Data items
· · · · · · ·

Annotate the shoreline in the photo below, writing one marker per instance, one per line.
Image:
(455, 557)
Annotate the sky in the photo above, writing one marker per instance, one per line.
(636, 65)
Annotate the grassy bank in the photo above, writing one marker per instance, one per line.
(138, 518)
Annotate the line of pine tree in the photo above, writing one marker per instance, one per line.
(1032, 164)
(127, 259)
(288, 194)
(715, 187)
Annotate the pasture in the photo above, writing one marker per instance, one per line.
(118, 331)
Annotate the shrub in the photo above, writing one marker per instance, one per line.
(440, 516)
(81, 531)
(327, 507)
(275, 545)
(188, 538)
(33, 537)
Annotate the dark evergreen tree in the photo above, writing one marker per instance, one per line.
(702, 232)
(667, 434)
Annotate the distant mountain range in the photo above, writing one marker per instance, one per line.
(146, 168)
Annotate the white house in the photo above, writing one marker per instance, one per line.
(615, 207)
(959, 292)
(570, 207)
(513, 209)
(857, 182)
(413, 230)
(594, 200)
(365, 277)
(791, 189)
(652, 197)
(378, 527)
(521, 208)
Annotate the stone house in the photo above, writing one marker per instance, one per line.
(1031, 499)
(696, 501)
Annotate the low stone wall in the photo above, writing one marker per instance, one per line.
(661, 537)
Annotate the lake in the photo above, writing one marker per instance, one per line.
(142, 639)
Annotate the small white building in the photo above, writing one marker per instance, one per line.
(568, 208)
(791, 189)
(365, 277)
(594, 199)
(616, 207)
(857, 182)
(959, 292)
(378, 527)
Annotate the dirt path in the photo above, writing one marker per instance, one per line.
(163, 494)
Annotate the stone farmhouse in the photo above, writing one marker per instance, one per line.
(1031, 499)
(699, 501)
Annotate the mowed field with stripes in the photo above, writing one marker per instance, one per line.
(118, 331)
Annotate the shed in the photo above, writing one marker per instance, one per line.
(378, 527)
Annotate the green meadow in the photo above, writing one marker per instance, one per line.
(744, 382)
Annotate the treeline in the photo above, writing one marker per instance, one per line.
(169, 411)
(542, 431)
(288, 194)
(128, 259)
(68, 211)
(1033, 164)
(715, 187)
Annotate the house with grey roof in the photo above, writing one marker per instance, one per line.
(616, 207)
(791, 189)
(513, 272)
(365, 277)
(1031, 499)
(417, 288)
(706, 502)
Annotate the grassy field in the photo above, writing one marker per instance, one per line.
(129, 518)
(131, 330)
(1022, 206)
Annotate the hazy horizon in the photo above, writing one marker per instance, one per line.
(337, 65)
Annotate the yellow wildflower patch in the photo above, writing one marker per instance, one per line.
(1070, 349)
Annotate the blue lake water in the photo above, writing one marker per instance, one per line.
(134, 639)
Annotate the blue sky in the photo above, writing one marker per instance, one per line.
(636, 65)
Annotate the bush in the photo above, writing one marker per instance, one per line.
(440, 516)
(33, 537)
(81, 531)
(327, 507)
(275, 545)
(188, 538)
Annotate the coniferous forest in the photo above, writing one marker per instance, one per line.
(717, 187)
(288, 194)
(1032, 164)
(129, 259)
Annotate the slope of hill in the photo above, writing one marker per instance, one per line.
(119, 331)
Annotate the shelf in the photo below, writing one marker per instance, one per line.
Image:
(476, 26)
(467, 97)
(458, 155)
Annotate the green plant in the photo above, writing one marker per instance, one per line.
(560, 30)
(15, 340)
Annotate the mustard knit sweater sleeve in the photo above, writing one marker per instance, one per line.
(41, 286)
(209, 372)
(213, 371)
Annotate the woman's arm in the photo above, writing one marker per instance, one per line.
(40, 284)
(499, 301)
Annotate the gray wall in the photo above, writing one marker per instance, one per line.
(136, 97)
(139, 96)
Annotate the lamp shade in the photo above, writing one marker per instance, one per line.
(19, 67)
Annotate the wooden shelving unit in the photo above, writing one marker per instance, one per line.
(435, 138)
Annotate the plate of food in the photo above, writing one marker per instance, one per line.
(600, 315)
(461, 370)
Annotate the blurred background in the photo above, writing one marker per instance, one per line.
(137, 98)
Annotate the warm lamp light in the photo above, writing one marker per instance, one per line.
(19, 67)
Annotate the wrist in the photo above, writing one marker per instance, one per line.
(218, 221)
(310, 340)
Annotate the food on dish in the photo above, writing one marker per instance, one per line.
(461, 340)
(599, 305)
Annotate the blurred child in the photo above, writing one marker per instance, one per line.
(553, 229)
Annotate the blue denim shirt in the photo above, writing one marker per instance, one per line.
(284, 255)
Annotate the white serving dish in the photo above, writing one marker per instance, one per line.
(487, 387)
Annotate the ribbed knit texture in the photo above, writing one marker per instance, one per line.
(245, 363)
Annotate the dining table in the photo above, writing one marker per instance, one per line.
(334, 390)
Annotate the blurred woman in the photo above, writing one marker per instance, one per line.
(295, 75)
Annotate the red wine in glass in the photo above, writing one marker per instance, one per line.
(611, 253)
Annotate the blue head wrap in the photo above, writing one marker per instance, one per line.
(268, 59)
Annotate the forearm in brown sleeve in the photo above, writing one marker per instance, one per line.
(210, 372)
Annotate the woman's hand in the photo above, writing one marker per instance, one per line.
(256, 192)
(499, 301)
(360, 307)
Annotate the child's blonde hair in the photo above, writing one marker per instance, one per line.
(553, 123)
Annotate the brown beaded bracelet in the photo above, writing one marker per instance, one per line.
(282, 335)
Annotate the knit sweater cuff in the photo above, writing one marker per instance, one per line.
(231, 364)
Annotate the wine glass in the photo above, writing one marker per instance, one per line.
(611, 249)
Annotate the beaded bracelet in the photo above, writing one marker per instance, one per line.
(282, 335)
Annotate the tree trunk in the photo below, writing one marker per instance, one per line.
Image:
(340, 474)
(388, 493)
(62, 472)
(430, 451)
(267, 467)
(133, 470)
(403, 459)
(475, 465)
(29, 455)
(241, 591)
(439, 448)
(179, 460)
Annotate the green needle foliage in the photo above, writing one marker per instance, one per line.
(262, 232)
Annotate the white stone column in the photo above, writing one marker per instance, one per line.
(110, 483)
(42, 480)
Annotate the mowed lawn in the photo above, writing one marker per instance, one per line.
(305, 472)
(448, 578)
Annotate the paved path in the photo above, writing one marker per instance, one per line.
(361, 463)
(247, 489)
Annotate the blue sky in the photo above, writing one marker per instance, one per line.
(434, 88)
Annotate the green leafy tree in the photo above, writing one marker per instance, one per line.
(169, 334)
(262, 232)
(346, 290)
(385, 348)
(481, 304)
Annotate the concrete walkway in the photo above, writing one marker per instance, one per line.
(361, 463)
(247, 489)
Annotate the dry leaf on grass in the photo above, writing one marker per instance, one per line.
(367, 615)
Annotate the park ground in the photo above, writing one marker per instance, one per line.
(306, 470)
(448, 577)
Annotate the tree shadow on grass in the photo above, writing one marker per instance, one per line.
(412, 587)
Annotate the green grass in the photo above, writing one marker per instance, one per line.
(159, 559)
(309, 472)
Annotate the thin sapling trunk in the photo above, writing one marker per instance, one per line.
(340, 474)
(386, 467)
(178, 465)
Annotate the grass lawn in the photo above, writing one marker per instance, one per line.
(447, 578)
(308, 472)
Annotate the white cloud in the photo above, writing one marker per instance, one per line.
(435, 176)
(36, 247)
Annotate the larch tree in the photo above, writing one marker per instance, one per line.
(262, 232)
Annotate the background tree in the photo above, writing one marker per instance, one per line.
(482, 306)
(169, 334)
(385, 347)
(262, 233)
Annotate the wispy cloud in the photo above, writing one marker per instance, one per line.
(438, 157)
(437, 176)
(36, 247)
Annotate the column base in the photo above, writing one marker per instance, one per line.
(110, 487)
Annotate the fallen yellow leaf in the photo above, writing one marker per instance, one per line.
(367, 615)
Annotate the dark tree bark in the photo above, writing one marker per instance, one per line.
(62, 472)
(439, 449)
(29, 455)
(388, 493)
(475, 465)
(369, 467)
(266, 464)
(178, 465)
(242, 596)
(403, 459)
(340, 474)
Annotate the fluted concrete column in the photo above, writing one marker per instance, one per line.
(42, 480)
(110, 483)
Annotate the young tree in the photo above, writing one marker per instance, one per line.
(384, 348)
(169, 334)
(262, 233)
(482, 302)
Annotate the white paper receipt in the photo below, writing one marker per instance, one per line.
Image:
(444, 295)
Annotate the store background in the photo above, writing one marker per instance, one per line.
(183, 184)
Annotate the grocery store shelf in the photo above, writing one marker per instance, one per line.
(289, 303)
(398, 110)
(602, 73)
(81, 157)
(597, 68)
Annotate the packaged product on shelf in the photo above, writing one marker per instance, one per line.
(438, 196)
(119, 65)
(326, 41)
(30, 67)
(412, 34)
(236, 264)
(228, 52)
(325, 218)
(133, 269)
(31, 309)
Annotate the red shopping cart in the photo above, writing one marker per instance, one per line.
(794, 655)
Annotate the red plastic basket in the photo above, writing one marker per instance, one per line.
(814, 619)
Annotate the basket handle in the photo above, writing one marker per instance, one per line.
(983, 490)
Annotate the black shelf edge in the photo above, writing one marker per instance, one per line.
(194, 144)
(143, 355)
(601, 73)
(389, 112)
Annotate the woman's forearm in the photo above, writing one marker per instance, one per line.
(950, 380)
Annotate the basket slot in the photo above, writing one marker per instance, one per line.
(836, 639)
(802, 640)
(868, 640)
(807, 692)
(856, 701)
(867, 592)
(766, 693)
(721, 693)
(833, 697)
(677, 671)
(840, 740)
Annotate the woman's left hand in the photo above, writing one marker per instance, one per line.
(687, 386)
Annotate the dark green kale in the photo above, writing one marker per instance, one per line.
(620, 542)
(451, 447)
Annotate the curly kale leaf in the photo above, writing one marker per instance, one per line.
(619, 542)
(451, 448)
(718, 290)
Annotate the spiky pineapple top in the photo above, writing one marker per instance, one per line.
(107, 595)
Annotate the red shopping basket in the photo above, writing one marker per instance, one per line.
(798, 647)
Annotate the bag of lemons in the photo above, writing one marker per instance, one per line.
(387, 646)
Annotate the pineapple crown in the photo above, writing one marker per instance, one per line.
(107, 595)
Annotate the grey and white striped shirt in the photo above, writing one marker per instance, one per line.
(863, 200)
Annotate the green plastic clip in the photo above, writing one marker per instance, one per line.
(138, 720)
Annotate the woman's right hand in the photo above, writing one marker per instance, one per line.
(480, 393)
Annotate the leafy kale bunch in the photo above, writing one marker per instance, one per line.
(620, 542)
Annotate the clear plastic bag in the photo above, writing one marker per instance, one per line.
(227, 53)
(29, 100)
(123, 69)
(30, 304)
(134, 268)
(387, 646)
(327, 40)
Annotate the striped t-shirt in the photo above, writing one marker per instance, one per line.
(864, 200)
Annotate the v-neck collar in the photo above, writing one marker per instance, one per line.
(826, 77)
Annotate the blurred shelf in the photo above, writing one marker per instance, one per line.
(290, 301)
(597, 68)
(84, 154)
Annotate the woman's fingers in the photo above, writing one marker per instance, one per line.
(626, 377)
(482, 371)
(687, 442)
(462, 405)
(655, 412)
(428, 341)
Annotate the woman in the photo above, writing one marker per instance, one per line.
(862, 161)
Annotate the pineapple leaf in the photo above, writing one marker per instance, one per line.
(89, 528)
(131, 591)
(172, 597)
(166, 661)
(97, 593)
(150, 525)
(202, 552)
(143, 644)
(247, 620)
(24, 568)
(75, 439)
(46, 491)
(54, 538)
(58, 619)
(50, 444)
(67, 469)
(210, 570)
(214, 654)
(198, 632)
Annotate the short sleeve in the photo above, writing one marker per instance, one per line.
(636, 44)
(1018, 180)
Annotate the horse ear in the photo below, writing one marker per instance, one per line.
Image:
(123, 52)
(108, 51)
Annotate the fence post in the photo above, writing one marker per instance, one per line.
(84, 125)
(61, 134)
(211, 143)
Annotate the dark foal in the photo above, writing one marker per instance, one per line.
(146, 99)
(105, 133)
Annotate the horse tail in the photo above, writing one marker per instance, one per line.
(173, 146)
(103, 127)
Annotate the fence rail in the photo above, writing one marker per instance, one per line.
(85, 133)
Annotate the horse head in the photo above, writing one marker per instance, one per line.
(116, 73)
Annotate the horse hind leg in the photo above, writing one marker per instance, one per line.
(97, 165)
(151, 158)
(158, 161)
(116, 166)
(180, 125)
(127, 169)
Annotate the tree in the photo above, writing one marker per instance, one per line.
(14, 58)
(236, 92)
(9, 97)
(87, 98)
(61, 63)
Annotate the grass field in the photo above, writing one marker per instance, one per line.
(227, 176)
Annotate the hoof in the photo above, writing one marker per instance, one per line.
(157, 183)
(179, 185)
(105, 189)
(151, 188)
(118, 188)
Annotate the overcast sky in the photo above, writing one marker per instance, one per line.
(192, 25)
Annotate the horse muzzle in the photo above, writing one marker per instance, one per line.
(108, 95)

· · · · · · ·

• [TASK GOAL]
Print only the lines from the one with "Annotate the tree in" to the end of the records, both included.

• [EXERCISE RESULT]
Annotate the tree in the photo above, writing one marker per instance, one per line.
(14, 58)
(236, 92)
(9, 97)
(87, 98)
(61, 63)
Annotate the grass field in the photo above, writing one marker per instance, one per line.
(227, 176)
Annotate the hoof in the photo above, writing one marker per instance, one per line.
(157, 183)
(179, 185)
(105, 189)
(151, 188)
(118, 188)
Annotate the overcast sky in the photo above, writing one marker per instance, one per line.
(192, 25)
Annotate the horse muzzle in the photo above, writing one marker per instance, one per line.
(108, 95)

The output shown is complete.